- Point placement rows
____________________
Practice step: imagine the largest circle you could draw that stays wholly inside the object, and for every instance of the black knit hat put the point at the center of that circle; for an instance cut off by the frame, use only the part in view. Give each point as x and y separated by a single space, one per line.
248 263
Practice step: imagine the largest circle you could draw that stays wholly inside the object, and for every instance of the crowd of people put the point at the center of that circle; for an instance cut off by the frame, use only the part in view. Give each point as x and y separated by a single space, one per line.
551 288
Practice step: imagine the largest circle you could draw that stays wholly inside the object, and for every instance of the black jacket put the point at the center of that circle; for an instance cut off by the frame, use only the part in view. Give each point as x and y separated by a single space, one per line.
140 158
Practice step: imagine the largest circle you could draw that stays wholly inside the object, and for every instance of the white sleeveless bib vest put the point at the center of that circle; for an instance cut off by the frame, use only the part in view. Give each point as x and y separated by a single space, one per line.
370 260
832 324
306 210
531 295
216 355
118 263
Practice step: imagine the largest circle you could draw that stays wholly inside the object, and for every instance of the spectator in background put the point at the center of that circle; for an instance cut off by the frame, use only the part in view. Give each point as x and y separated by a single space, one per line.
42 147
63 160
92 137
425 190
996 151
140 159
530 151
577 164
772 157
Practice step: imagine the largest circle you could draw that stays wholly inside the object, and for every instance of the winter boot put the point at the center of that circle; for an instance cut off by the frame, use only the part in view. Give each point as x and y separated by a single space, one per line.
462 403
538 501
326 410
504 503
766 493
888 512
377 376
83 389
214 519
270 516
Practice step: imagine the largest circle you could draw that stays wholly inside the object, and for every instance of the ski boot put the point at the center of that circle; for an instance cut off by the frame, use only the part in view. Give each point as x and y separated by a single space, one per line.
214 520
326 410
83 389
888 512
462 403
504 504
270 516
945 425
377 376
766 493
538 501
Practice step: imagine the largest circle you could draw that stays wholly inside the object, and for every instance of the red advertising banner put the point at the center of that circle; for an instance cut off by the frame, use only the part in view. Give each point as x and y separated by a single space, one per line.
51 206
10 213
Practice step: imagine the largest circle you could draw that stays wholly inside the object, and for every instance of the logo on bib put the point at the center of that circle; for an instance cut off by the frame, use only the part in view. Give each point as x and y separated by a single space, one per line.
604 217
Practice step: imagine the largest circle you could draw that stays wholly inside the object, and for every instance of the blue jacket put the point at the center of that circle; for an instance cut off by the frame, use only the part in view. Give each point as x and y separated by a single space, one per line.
____________________
- What to produce
Copy out every row above, substituting "biggest circle" for each occurrence of "largest circle" and keeping everything else the same.

- Answer to the exercise
Practice step: imagine the biggest circle you could draw that stays wholly inside the object, and for every instance of the black knit hat put the point at the center of that circle; for an instance cut off by the frame, use only the part in view. Give each point as x and y separated by a single space, one per line.
248 263
Practice step: imagine the biggest circle you could draw that stays wholly inside the object, and for every instance of the crowd of people put the point at the center of that circle; for an instance cut off by the frame, use only the part in view. Give each point as x and y separated by a single space, one per line.
551 288
Practice step: imagine the biggest circle you could draw that stays wholly inside the object, and for every instance of the black jacket put the point at the center of that circle; for an instance cut off by the frame, use only the part in view. Give each point as x and y separated by a single space, one per line.
140 158
Practice step: imagine the biggest circle you could draw that stays wholly inside the object, and for every instance of the white sleeveless bib vest put the point at the center of that circle; for an instance cut off by the frame, use only the part in view. Give each point as x and y separated by a single space, one per line.
370 260
832 324
306 210
531 295
216 355
118 263
Practice step: imagine the biggest circle you could draw that stays wholly inside the object, and for every instance of the spectator in background put the point at the center of that circle; for an instance cut off by the frame, use only the part in view. Give each point as x and y separated by a single space, one per line.
42 147
63 160
92 137
425 190
996 151
140 159
530 151
577 164
772 157
Practice step: imagine the biggest circle you could draw that stays wholly inside the object, and for every instance of the winter boot put the point at the center of that circle; for an instance cut off by the frame, use only the part in view. Give each point as x and y separated by a single space, one per line.
462 403
538 501
326 410
504 503
766 493
888 512
377 376
83 389
214 519
270 516
Practice step: imagine the biggest circle you could draw that stays wholly inside the object, and for every instance of the ski boot put the point at the center of that circle; for an instance cut off by the frame, use only the part in view. Give each point as x and y separated by a single space, one per line.
214 520
326 410
83 389
888 512
462 403
504 504
270 516
945 425
377 376
766 493
538 501
Practice step: imagine the biggest circle you could draw that stays wholly inside the object, and for every instance of the red advertising banner put the point at the center of that circle; for an instance cut off by the frame, use only the part in view. Give each point as x and y separated by a single space, one per line.
51 206
10 213
Practice step: imagine the biggest circle you could draw that stays wholly inside the object, and for every instance of the logo on bib put the point at the center of that circle; for an instance cut off by the frame, use only the part in view. Give each point as x and y separated by a single space, one per line.
604 217
Practice step: imagine the biggest circle you could draw that stays wholly inside the object, and for every instance of the blue jacket put the point at the center of that circle; for an instance cut off by the frame, use only the part in view. Give each point as x and y separated by a single space, one per line.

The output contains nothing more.